*** Opening TEXT ***
Please let me know about your thoughts, your experiences and your suggestions. There are many people out there that can use our knowledge and realize that they are not alone.

Take care of yourself and your loved ones!

Be Active! Be Involved! Be a Current Woman! 


  1. I read your post, and I would have to agree. The only thing I would add, is try to understand the cause of the depression. As you said, it's almost cool to be depressed these days. Especially as a teenager. The problem is, kids get trapped in this cycle. If you want to be depressed, at first it is a little game, but soon, it can become a habit, and then very difficult to reverse.

    Everyone has had a traumatic experience in their life, and it truly is the people around you that essentially dictate how you cope with it.

    For example, if you begin to get more sympathetic attention after a major event from those that you are not used to getting it from, and you enjoy it, you will continue to request it. As a teenager, your biggest influences stops being your parents, and starts being the people you hang around with.

    For boys, new attention from a sympathetic girl, will greatly influence how long and how deep someone’s depression goes. At this point, there are only two people that can help. The girl who is providing the attention, and the boys parents. Unfortunately, the girl in this case, does not know how influential she really is, and what it's doing to the boy. Therefore, the only hope is on the parents.

    This is where it becomes difficult, as you cannot restrict the boy from the girl, or you cause deeper and further depression. And the conversation regarding this will not provide any positive results. What can a parent do.

    well... from my experience, encouraging activities with the girl that are exciting and busy.
    Essentially what you are trying to do, is help them build a healthy relationship of fun, laughter, joy, so that he can see that he can still get attention, and it's much more enjoyable when it's good attention.

    Sometimes, if the people providing the sympathetic attention are mature enough, you can have a conversation with them, and let them know that if they truly want to help, and be part of the recovery, that they can do so by being positively involved.

    Of course, all this being said, is regarding someone who is depressed and not able to get through it because it is the FAD, and they are trapped or encouraged to stay there. When someone is deeply depressed, they are not looking for attention, they become more solitude. They want to be with their thoughts, and being around happy people only seems to depress them more. At this point, only the parents can help. By removing them from their comfort spot, (bedroom, home, headphones, computer) and getting them active is the only way to naturally clean their body, and their mind. but it can't be for one day, or a couple hours. It is an INTERVENTIONIf you ask a depressed person what they want to do, they will say "nothing", and they will find excuses.
*** Closing TEXT ***
*** Opening DATA PROVIDED ***
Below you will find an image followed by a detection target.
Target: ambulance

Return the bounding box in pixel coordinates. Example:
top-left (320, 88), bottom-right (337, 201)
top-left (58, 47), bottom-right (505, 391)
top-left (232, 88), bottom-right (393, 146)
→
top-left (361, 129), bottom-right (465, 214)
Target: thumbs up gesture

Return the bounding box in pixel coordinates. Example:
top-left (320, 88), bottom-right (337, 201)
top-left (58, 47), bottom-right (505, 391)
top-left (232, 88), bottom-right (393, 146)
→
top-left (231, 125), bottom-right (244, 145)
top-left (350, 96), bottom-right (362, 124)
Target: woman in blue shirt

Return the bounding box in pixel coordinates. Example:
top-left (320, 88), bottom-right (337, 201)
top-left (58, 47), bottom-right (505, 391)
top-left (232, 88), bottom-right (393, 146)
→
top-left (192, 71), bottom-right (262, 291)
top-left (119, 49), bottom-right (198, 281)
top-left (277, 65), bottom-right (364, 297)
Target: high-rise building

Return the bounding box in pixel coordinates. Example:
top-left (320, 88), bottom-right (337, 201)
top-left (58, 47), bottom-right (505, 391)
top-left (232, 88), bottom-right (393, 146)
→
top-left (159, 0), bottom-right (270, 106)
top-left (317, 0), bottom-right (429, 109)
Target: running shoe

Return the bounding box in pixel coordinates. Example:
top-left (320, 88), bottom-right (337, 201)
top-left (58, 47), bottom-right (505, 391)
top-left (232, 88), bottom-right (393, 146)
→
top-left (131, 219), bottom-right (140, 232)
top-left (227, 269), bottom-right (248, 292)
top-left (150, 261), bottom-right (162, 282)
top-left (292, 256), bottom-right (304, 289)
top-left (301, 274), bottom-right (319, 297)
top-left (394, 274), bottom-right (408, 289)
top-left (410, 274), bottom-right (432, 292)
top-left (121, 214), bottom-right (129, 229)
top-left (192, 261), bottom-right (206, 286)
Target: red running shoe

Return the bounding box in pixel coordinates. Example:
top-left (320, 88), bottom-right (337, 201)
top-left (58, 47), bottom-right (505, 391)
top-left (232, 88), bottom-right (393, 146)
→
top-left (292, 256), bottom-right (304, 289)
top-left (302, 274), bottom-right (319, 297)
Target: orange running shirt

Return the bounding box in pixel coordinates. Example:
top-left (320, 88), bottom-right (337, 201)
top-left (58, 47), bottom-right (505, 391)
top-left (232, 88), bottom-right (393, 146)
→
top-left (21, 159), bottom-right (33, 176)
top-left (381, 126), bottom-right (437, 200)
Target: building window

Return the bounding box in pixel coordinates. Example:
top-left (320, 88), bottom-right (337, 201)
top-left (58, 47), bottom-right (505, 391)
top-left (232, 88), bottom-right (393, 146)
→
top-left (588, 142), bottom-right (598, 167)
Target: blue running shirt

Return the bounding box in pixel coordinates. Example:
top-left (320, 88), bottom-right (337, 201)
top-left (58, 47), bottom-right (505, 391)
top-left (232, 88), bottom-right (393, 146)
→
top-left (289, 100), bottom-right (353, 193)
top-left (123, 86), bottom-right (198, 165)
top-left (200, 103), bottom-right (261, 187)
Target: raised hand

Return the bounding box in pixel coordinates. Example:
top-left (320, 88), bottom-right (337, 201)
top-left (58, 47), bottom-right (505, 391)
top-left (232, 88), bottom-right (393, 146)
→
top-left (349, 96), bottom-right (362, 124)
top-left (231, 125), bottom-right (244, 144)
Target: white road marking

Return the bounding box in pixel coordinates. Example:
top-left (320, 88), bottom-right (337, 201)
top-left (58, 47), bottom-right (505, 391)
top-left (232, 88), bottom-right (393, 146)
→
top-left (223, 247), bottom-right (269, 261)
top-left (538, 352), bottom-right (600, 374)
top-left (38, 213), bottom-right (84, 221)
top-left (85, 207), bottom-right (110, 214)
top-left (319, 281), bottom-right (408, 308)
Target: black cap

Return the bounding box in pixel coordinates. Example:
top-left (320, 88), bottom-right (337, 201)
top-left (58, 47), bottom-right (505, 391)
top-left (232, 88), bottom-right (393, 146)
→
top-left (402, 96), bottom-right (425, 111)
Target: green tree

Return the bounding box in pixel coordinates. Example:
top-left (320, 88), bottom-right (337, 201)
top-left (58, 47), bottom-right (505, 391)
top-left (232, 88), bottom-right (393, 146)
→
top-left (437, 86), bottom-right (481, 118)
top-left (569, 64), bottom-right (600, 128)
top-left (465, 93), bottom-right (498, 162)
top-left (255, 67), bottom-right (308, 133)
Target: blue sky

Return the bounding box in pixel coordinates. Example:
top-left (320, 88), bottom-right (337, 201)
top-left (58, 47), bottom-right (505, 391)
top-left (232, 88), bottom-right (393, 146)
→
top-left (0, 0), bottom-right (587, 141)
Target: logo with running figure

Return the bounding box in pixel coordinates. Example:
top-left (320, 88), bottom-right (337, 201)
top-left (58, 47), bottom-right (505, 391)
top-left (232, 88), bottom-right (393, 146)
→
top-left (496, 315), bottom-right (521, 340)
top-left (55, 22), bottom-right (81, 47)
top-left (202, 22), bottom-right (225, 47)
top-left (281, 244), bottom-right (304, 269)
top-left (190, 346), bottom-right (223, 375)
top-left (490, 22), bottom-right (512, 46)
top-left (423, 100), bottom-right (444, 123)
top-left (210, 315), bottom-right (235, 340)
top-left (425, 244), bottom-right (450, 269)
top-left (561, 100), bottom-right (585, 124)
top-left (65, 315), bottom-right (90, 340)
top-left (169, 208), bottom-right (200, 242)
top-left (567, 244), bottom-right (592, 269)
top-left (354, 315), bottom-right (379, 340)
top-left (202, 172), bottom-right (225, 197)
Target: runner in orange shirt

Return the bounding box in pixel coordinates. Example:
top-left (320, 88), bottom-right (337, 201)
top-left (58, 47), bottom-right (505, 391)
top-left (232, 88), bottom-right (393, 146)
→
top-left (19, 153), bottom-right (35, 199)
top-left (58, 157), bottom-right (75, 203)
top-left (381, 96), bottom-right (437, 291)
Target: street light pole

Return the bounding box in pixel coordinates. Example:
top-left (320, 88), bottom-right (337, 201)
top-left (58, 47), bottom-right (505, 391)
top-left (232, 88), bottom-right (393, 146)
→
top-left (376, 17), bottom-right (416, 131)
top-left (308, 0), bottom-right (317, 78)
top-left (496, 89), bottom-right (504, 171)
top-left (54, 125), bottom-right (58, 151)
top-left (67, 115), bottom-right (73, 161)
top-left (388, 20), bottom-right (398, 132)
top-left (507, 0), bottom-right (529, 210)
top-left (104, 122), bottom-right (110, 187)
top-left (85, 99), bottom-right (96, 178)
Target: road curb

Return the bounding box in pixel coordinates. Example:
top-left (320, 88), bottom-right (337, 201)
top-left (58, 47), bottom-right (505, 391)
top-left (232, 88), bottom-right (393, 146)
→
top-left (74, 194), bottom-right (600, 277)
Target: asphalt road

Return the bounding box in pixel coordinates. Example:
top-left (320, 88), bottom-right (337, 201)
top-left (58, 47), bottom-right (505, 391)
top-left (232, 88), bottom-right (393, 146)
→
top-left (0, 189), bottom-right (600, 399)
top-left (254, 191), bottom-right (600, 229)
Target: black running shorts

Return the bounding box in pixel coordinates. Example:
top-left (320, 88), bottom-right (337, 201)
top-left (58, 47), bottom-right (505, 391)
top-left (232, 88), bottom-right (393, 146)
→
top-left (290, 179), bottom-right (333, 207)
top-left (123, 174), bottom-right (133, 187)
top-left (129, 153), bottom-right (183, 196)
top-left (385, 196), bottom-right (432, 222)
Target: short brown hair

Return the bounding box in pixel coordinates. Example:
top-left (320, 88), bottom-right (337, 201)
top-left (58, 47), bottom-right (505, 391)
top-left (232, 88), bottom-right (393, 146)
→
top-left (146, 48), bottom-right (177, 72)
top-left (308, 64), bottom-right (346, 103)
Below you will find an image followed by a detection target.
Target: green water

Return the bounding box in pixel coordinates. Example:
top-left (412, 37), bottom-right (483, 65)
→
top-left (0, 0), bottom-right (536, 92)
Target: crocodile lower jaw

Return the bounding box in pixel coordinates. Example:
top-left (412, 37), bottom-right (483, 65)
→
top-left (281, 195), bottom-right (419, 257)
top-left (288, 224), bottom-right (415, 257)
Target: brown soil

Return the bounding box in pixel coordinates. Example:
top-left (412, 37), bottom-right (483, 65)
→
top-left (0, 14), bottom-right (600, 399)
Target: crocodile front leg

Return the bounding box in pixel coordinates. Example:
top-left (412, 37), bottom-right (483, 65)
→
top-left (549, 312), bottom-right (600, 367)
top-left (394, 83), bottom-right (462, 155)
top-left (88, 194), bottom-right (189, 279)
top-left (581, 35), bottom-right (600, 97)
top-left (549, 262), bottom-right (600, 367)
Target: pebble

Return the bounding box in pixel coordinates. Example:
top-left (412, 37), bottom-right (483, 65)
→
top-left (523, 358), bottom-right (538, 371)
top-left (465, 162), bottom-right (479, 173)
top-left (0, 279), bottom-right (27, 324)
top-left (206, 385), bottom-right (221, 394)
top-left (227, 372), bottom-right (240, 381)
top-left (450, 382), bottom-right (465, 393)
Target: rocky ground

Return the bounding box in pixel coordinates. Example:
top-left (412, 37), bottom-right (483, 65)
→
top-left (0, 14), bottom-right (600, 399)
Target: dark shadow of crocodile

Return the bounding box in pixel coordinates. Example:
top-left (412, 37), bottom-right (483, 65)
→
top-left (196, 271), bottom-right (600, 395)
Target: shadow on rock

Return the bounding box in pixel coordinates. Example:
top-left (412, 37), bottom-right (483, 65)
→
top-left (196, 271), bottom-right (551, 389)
*** Closing DATA PROVIDED ***
*** Opening DATA PROVIDED ***
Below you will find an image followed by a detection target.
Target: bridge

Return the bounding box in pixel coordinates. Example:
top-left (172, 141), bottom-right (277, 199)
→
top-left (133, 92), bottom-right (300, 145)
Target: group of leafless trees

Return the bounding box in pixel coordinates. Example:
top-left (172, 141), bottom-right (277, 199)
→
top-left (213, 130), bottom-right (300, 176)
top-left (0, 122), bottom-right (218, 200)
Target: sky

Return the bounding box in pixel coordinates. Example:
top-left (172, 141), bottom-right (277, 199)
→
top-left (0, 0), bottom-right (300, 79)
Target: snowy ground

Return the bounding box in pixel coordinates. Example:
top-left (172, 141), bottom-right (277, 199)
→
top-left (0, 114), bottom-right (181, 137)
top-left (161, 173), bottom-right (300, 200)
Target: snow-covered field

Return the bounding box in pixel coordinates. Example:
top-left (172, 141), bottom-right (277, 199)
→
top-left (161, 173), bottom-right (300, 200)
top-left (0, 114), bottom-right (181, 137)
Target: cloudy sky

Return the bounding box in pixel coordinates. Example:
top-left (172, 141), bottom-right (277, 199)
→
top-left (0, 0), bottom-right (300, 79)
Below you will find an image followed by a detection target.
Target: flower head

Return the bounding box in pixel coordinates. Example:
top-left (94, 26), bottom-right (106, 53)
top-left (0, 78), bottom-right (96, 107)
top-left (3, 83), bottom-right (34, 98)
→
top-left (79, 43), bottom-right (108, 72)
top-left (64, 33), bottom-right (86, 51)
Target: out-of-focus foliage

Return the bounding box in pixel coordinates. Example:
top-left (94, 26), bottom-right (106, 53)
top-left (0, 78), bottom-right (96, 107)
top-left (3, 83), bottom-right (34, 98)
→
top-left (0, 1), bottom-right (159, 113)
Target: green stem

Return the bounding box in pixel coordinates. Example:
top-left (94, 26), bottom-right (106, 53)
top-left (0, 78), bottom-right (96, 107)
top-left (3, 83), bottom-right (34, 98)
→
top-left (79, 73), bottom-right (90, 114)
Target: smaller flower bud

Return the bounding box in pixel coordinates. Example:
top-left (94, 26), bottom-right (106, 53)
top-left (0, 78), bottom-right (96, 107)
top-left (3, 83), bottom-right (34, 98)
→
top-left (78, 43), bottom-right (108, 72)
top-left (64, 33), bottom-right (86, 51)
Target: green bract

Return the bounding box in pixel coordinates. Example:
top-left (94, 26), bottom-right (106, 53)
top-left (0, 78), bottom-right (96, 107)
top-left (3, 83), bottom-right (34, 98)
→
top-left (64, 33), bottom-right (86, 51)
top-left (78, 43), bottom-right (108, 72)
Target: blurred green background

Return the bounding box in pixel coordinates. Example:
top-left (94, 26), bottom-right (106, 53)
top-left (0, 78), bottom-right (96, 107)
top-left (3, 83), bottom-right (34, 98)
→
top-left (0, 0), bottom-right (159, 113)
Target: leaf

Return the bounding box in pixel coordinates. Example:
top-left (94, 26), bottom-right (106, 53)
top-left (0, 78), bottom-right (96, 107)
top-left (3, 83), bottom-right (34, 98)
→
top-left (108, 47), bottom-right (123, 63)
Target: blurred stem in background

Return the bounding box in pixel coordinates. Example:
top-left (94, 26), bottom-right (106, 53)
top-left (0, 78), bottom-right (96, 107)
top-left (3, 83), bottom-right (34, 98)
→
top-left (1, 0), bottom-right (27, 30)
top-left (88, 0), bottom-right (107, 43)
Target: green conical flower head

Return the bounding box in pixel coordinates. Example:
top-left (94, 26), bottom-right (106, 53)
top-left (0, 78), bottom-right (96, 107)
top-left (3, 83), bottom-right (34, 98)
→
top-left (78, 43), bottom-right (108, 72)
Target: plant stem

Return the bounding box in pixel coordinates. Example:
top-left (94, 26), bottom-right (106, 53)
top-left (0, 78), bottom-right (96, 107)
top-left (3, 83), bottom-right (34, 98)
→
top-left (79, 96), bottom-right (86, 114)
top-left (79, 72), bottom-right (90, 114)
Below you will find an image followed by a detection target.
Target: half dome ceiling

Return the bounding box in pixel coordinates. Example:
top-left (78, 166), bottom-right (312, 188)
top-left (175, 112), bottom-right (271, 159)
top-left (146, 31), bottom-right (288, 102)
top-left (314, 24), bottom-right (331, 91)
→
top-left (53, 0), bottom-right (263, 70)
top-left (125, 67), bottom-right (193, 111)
*** Closing DATA PROVIDED ***
_EXERCISE BRIEF_. Reproduce word for word the part of the text about teen depression that opens with the words containing "Take care of" and closes with "cope with it.". Rely only on the text about teen depression, not on the listing.

_TASK SOLUTION_.
Take care of yourself and your loved ones!

Be Active! Be Involved! Be a Current Woman! 


  1. I read your post, and I would have to agree. The only thing I would add, is try to understand the cause of the depression. As you said, it's almost cool to be depressed these days. Especially as a teenager. The problem is, kids get trapped in this cycle. If you want to be depressed, at first it is a little game, but soon, it can become a habit, and then very difficult to reverse.

    Everyone has had a traumatic experience in their life, and it truly is the people around you that essentially dictate how you cope with it.